[Rows taken from a dataset]
* BEGIN *

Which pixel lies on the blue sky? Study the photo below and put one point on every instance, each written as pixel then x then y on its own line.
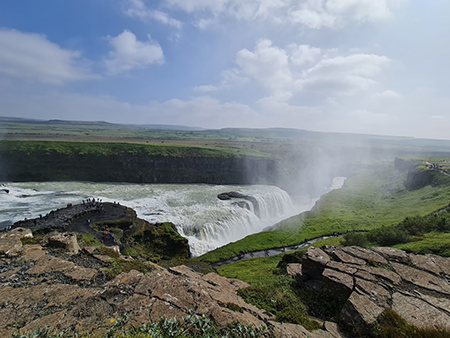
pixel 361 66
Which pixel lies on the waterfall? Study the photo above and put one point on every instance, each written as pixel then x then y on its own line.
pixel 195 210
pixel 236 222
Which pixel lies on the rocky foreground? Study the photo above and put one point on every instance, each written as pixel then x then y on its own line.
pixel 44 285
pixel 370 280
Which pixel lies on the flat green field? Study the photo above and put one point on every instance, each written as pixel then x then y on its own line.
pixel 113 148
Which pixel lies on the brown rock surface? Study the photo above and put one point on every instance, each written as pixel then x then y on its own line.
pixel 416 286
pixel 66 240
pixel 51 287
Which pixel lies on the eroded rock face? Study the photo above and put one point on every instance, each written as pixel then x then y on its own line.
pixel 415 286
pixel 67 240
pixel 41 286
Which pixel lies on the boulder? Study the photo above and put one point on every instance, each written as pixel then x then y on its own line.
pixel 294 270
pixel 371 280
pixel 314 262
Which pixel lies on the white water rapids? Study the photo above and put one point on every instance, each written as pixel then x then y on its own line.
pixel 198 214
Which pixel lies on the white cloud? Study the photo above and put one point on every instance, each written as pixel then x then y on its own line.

* END *

- _GIVEN TASK_
Write out every line of the data above as a Markdown table with the columns Row and Data line. Number the rows, skip blank lines, and leave out the pictures.

- _CORRECT ANSWER_
| Row | Data line |
|---|---|
| 1 | Which pixel lies on the blue sky? Study the photo below and put one point on every instance, each written as pixel then x then y on its own line. |
| 2 | pixel 361 66 |
| 3 | Which pixel lies on the waterfall? Study the photo above and put one point on every instance, each written as pixel then x then y on its own line. |
| 4 | pixel 195 210 |
| 5 | pixel 236 222 |
| 6 | Which pixel lies on the rocky foreground? Study the photo above and put one point on every instance, each written as pixel then x then y on its own line. |
| 7 | pixel 44 285 |
| 8 | pixel 370 280 |
| 9 | Which pixel lies on the flat green field? Study the photo above and put one point on every instance, each written as pixel then x then y on its own line. |
| 10 | pixel 113 148 |
| 11 | Which pixel lies on the brown rock surface? Study the photo above and put one point on every instance, each written as pixel then x then y on its own line. |
| 12 | pixel 416 286 |
| 13 | pixel 66 240 |
| 14 | pixel 51 287 |
| 15 | Which pixel lies on the eroded rock face? Study the photo above and put one point on every instance, each written as pixel then x then y on its own line. |
| 16 | pixel 415 286 |
| 17 | pixel 67 240 |
| 18 | pixel 41 286 |
| 19 | Which pixel lies on the boulder? Study the photo above and put one point on every instance, each written as pixel then x then y on its own line. |
| 20 | pixel 294 270 |
| 21 | pixel 371 280 |
| 22 | pixel 314 262 |
| 23 | Which pixel lies on the white water rapids? Study the photo above and put one point on every instance, each written as pixel then x then y on its own line. |
| 24 | pixel 198 214 |
| 25 | Which pixel lies on the white cloud? Study the photo above and put one point on every instance, each written as pixel then x then y on its own line. |